Start of Block
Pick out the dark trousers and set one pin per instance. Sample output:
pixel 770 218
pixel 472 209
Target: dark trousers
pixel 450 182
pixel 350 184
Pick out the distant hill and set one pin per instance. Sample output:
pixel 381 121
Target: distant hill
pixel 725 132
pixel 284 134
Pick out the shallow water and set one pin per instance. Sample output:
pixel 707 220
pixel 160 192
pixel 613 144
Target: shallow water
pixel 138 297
End of Block
— Instructions for the task —
Extract the full listing above without alteration.

— Result of this task —
Pick out the dark trousers and set one pin per instance. Sample output:
pixel 770 218
pixel 472 209
Target: dark trousers
pixel 450 182
pixel 350 184
Pick out the distant hill and set one pin per instance. Sample output:
pixel 381 121
Target: distant hill
pixel 725 132
pixel 284 134
Pick out the shallow water and set one pin per instance. Sample output:
pixel 707 220
pixel 160 192
pixel 613 144
Target: shallow water
pixel 138 297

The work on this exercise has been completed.